▶ **Texto de lectura**:
* * *
Se encuentran, unos y otros, ante el dilema de la competencia o la colaboración. Pueden hallar puntos de encuentro, puntuales o estratégicos, que se traducen en avances políticos y morales indiscutibles, tal como muestran en nuestro país el reconocimiento de nuevos derechos civiles a los homosexuales y en casi todo el mundo los avances en legislación medioambiental o contra la desigualdad de género. Pero también pueden hacerse patentes los desencuentros, tal como acaba de mostrar la sucesión, en el breve plazo de dos semanas, de las manifestaciones del 1 y del 15 de mayo. Las dos han exteriorizado reivindicaciones comunes, pero envueltas en discursos diferentes. Los sindicatos, fieles a su misión, nos han propuesto una acción decidida pero defensiva, de refuerzo a sus negociaciones con gobierno y patronal, guiada por la finalidad de minimizar los daños con que nos amenaza la crisis. Las organizaciones y personas de la plataforma Democracia Real Ya también han aireado reivindicaciones y medidas parciales, pero más que insinúan la necesidad de todo un proyecto de refundación del sistema político y económico. Cuando los medios de comunicación recordaban el primer año cumplido desde el radical giro social y económico impuesto a y por el gobierno, el pasado 1 de mayo ha sido uno de los que menos gente ha echado a la calle en los últimos lustros. En cambio el 15 de mayo, estridentemente silenciado hasta después de su celebración, salvo por quienes han seguido sus consignas en Internet, ha hecho cuajar la sensación compartida de que se ha producido un punto de inflexión, un antes y un después.
Sin duda es pronto para evaluar su alcance futuro. Pero que miles de personas, jóvenes en su mayoría, hayan prestado tan desigual atención a ambas convocatorias da que pensar. Sobre todo a quienes nos sentimos de izquierdas y hemos entregado una parte importante de nuestra existencia en la militancia en partidos políticos y sindicatos. Ahora sabemos no sólo que no somos mejores, ni más listos, ni más eficientes. Ni siquiera somos más, aunque el censo de afiliados a nuestras organizaciones pretenda afirmar lo contrario.
Por eso deberíamos hacer una profunda cura de humildad. Empezando por un trato con esas nuevas organizaciones sin pretensiones de que nos respeten canas ni cicatrices, de igual a igual, sabiendo que nos mueve un propósito que sólo tendrá visos de materializarse con su energía y quizás con nuestra experiencia.
Para ello, además, hay que estar dispuesto a bajar del pedestal tradiciones organizativas y culturas políticas que ya no son de este siglo. Partidos y sindicatos siguen viéndose a sí mismos como la encarnación colectiva de los intereses de masas y clases. Pero esas masas y clases han sido enterradas por individuos y grupos con identidades fuertes, que contribuyen más que nadie a que nuestras sociedades no terminen enteramente hundidas en un magma de indolencia y de cinismo. Si nuestros dirigentes (políticos sobre todo, pero también sindicales) pretenden mantener su aspiración a la erre de representación, deben asumir con todas las consecuencias la erre de responsabilidad, no ante sus propias organizaciones y burocracias, sino ante el vasto y plural universo de personas cuya confianza reclaman.
* * *
▶ **Instrucciones**:
• 1. Resume en dos oraciones el texto sobre las manifestaciones del 1 y el 15 de mayo.
• 2. Prolonga con un párrafo el texto sobre las manifestaciones del 1 y el 15 de mayo, empezando después de su última oración.

▶ **Datos almacenados**:
* * *
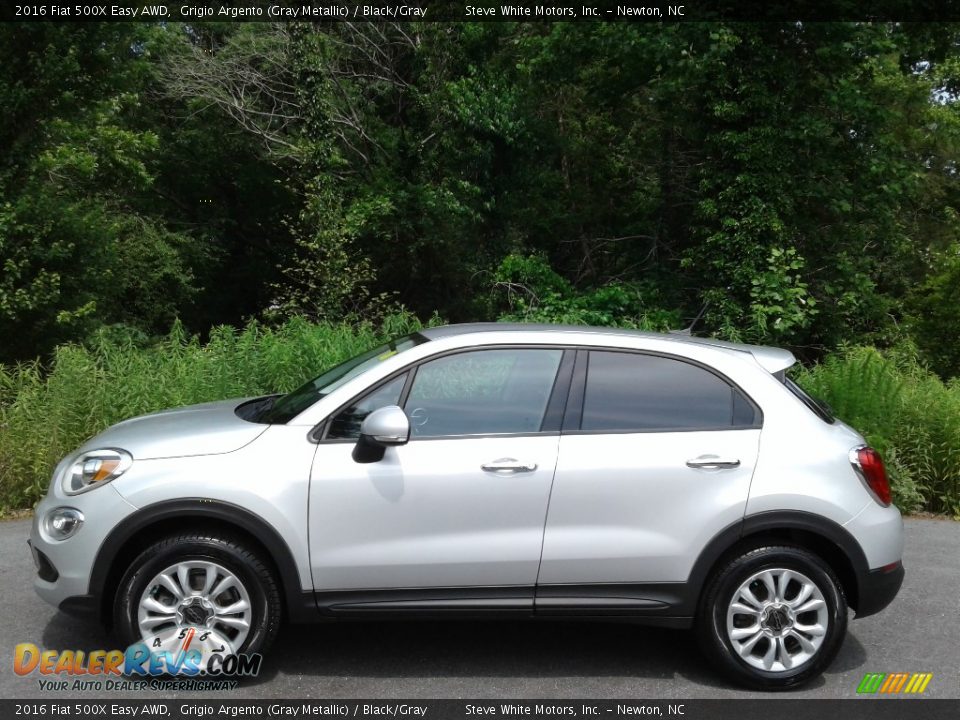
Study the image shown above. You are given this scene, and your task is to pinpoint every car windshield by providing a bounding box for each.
[257,333,427,424]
* * *
▶ **Respuestas**:
• 1. El 1 de mayo los sindicatos propusieron una acción defensiva para minimizar los daños de la crisis, mientras que el 15 de mayo la plataforma Democracia Real Ya insinuó la necesidad de refundar el sistema político y económico y dejó la sensación de un punto de inflexión. Ante ello, se sostiene que quienes militan en partidos y sindicatos de izquierda deben hacer una cura de humildad, tratar de igual a igual a las nuevas organizaciones y asumir la responsabilidad ante las personas cuya confianza reclaman.

• 2.
Por su parte, los nuevos movimientos deberían ser persistentes en una idea que, hasta el momento, se deduce de las declaraciones de unos jóvenes portavoces que ofrecen envidiables muestras de cordura. La idea de que la democracia, y con ella las organizaciones políticas y sindicales, son siempre perfeccionables pero imprescindibles. Es lógico que cunda en su seno la desconfianza y el desprecio hacia lo que perciben como un aparato institucional insensible a nada que no sea su propia autorreproducción. Pero hay que evitar que esa desconfianza se disuelva en una nueva e inoperante muestra de desafección, que a largo plazo sólo puede beneficiar a esa emergente ultraderecha europea que vuelve por sus fueros.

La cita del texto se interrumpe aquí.